◆ The problem
As an exercise, copy out the entries exactly as written.

********************

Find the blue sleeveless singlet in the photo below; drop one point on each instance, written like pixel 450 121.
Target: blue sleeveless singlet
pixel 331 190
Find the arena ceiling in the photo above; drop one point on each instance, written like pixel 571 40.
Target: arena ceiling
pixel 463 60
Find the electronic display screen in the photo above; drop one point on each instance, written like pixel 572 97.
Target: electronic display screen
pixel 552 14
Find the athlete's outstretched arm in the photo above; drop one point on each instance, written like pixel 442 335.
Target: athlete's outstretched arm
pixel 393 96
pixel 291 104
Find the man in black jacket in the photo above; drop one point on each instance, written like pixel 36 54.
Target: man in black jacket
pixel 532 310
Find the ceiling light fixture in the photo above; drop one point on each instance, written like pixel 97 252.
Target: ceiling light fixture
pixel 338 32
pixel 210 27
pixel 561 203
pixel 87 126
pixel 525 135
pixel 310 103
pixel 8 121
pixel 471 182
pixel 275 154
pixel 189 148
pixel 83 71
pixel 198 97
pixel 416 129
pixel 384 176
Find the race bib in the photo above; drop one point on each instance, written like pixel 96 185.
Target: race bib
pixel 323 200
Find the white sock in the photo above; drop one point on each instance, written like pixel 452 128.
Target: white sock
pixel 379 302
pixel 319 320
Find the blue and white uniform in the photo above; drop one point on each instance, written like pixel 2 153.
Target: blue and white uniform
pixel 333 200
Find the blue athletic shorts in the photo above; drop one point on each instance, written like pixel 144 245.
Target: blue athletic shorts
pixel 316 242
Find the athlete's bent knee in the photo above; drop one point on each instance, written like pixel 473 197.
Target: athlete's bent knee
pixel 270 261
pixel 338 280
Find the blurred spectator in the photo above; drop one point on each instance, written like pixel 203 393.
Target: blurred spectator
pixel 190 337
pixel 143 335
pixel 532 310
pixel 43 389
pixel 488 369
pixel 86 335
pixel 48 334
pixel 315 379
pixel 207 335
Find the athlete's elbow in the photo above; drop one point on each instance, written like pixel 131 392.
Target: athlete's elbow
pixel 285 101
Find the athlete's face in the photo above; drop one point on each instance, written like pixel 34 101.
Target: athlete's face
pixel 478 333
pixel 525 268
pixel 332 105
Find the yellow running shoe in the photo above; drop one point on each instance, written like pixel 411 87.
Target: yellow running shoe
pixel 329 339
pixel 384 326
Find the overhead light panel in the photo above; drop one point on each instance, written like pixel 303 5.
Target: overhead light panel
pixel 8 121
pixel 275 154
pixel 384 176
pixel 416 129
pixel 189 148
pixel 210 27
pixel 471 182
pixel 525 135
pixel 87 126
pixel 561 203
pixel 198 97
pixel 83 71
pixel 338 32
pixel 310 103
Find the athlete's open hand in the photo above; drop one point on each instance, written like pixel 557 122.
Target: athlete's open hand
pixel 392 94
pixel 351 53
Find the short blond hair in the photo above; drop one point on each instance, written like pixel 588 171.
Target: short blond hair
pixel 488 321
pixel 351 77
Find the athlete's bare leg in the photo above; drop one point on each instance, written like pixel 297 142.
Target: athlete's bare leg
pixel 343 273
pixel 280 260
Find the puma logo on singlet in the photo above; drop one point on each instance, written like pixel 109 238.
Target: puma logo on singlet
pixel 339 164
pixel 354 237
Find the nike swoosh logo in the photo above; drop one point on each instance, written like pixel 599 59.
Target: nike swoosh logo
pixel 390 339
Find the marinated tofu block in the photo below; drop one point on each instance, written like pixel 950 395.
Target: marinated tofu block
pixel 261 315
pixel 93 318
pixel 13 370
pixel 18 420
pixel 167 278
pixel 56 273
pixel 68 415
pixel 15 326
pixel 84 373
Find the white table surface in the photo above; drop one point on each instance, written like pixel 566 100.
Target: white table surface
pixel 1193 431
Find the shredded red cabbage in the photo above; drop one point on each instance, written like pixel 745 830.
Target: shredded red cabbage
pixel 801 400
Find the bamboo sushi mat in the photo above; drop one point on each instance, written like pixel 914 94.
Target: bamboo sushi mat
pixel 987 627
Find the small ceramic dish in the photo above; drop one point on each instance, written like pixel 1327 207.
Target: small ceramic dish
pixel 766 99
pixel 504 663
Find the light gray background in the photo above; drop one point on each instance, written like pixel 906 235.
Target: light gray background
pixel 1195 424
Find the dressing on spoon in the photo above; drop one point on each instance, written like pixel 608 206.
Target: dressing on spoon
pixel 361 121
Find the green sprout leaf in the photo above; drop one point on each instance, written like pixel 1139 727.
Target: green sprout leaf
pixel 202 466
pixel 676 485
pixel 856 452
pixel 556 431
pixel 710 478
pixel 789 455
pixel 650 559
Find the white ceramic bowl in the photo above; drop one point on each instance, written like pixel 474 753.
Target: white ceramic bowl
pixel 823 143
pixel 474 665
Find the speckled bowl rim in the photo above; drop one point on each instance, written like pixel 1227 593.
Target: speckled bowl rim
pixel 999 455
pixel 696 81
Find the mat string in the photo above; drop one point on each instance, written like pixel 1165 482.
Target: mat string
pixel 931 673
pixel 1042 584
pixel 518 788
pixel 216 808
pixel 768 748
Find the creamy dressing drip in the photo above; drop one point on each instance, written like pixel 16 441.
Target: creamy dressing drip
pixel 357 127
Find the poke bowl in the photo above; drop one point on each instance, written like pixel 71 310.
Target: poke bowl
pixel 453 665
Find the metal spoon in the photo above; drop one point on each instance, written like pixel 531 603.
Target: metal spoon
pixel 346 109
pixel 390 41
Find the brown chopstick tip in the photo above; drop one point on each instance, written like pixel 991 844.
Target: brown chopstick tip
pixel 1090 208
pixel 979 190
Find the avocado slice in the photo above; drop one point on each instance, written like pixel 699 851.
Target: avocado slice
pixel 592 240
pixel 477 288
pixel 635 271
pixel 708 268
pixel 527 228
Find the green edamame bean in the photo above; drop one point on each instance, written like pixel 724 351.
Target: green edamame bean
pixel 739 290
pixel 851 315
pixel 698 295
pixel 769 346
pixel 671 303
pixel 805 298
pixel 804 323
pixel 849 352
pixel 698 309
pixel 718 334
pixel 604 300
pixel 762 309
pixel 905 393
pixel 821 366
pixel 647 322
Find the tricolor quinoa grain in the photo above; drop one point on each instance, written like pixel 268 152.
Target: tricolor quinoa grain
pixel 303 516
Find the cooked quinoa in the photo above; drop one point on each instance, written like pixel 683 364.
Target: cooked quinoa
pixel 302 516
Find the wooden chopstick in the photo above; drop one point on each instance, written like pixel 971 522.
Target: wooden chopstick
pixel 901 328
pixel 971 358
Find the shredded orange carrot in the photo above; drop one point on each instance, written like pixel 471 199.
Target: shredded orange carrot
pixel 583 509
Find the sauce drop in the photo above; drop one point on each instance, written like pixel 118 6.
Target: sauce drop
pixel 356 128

********************

◆ Answer for the task
Find the blue sleeveless singlet in the photo below; drop one point on each instance, written like pixel 450 121.
Target: blue sleeveless singlet
pixel 331 190
Find the arena ceiling in the photo above; drop one point on each instance, written like pixel 571 40.
Target: arena ceiling
pixel 463 60
Find the electronic display screen in the photo above; drop one point on each instance, written like pixel 572 97.
Target: electronic display screen
pixel 552 14
Find the athlete's outstretched arm in the photo above; drop one point on each instance, written like pixel 442 335.
Target: athlete's outstretched arm
pixel 393 96
pixel 291 104
Find the man in black jacket in the photo above; drop one point on each instance, written like pixel 36 54.
Target: man in black jacket
pixel 532 310
Find the ceiling light fixture in the photo above; drop one point on each instance, written like pixel 97 252.
Target: ceiling light fixture
pixel 338 32
pixel 210 27
pixel 561 203
pixel 87 126
pixel 525 135
pixel 310 103
pixel 8 121
pixel 471 182
pixel 275 154
pixel 189 148
pixel 83 71
pixel 198 97
pixel 416 129
pixel 384 176
Find the race bib in the photo above; drop one point on each instance, written like pixel 96 185.
Target: race bib
pixel 323 200
Find the white sock in the photo above; drop one point on each instance, written like pixel 452 128.
Target: white sock
pixel 379 302
pixel 319 320
Find the blue and white uniform in the photo above; drop one point on each instance, written like pixel 2 153.
Target: blue and white uniform
pixel 333 200
Find the blue athletic shorts in the photo above; drop one point on each instance, written like pixel 144 245.
Target: blue athletic shorts
pixel 316 242
Find the athlete's bent knee in the photo above; drop one point on each instance, written like pixel 473 197.
Target: athlete's bent knee
pixel 270 261
pixel 338 280
Find the blurred spectator in the photo above; drop one point on each instance, written like pixel 203 393.
Target: blurred spectator
pixel 190 337
pixel 143 335
pixel 532 310
pixel 43 389
pixel 488 369
pixel 86 335
pixel 48 334
pixel 315 379
pixel 207 335
Find the athlete's elbow in the photo above; drop one point on each instance, written like pixel 131 392.
Target: athlete's elbow
pixel 285 101
Find the athlete's face in the photo above; drop one point on each instance, written like pixel 34 101.
Target: athlete's face
pixel 478 333
pixel 525 268
pixel 332 105
Find the yellow running shoe in the photo above; drop one point on each instance, written like pixel 411 87.
Target: yellow running shoe
pixel 329 339
pixel 384 326
Find the overhead light panel in the photo above; drop one point on each instance, written like pixel 303 5.
Target: overhead light panel
pixel 8 121
pixel 275 154
pixel 384 176
pixel 416 129
pixel 189 148
pixel 210 27
pixel 471 182
pixel 525 135
pixel 87 126
pixel 561 203
pixel 198 97
pixel 83 71
pixel 338 32
pixel 310 103
Find the athlete's open hand in the photo above; drop one point on each instance, written like pixel 557 122.
Target: athlete's open hand
pixel 392 94
pixel 351 53
Find the short blond hair in the photo above; drop one point on each instance, written like pixel 588 171.
Target: short blond hair
pixel 488 321
pixel 351 77
Find the athlete's bare leg in the photo above; drop one point on each instance, written like pixel 297 142.
Target: athlete's bare leg
pixel 343 273
pixel 280 260
Find the puma logo on singlet in the photo above; drop one point on each instance, written like pixel 109 238.
Target: puma logo on singlet
pixel 339 164
pixel 354 237
Find the nike swoosh logo in the photo above; drop one point on each instance, written like pixel 599 59.
Target: nike swoosh logo
pixel 390 339
Find the marinated tofu block in the photo below; drop one point on each instance, written like pixel 950 395.
Target: marinated tofu block
pixel 261 315
pixel 93 318
pixel 13 370
pixel 18 420
pixel 167 278
pixel 56 273
pixel 68 415
pixel 15 326
pixel 84 373
Find the white table surface in the photo above; drop one point on each instance, written like pixel 566 100.
Target: white table surface
pixel 1193 431
Find the shredded red cabbage in the photo above; drop one point on each instance, written like pixel 745 830.
Target: shredded red cabbage
pixel 801 400
Find the bamboo sushi mat in the photo above; drop one point on each instance, written like pixel 914 94.
Target: bamboo sushi mat
pixel 987 627
Find the small ceramic dish in the photo above; drop one point on each instance, written like pixel 1327 207.
Target: small ceramic dish
pixel 766 99
pixel 504 663
Find the light gray background in the photo above; drop one point on each instance, written like pixel 906 235.
Target: light gray background
pixel 1195 424
Find the dressing on spoon in the photo above; drop one point on each instance, written like pixel 608 206.
Target: dressing on spoon
pixel 361 121
Find the green sprout leaf in the photo above; drop one point on each instance, written like pixel 1139 727.
Target: green sprout leaf
pixel 202 466
pixel 676 485
pixel 856 452
pixel 556 431
pixel 710 478
pixel 789 455
pixel 650 559
Find the white ceramic bowl in the photo above; drop one point on each instance, written like pixel 474 753.
Target: white ceramic bowl
pixel 823 143
pixel 474 665
Find the speckled bowl rim in the photo above; drop one point on each instance, written like pixel 1227 593.
Target: speckled bowl rim
pixel 999 455
pixel 696 81
Find the mat string in the photo above; drop one point on each instance, written like pixel 1165 482.
Target: mat string
pixel 931 673
pixel 1042 584
pixel 518 788
pixel 216 808
pixel 768 748
Find the creamy dressing drip in the photo above; drop one point on each instance, written like pixel 16 441.
Target: creamy dressing drip
pixel 357 127
Find the poke bowl in the photo above; drop one point on each instance, written like pixel 71 310.
Target: poke bowl
pixel 453 665
Find the metal spoon in the photo above; drop one point on each instance, written like pixel 531 603.
Target: metal spoon
pixel 346 109
pixel 390 41
Find the brown chopstick tip in the photo above; drop one point on each instance, written like pixel 991 844.
Target: brown chopstick tip
pixel 1090 208
pixel 979 190
Find the avocado slice in the photo above; drop one point on each instance, written like pixel 699 851.
Target: avocado slice
pixel 592 240
pixel 477 288
pixel 635 271
pixel 708 268
pixel 527 228
Find the green edamame bean in the photo above; drop one point on each instance, written like pixel 724 351.
Target: green edamame bean
pixel 739 290
pixel 851 315
pixel 698 295
pixel 769 346
pixel 671 303
pixel 805 298
pixel 804 323
pixel 849 352
pixel 698 309
pixel 718 334
pixel 604 300
pixel 762 309
pixel 905 393
pixel 821 366
pixel 647 322
Find the tricolor quinoa grain in the photo above; drop one point on each instance, written like pixel 268 152.
Target: tricolor quinoa grain
pixel 303 516
Find the cooked quinoa in the photo above; drop one point on each instance, written like pixel 683 364.
Target: cooked quinoa
pixel 302 516
Find the wooden chopstick in the photo above; drop one point on each instance, written like pixel 971 522.
Target: wooden chopstick
pixel 901 328
pixel 971 358
Find the shredded orange carrot in the photo above; drop one point on each instance, written like pixel 471 199.
Target: shredded orange carrot
pixel 583 509
Find the sauce drop in the photo above; drop one point on each instance, written like pixel 118 6.
Target: sauce drop
pixel 356 128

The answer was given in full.